(Saved entries)
_____

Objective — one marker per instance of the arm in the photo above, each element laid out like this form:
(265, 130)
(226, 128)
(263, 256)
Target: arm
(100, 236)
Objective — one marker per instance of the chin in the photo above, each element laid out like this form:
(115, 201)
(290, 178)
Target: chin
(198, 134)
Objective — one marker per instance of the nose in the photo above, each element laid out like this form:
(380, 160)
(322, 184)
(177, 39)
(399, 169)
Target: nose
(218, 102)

_____

TO DO
From the entries above, work out the number of lines containing the string "this" and give that number by itself.

WRITTEN ANSWER
3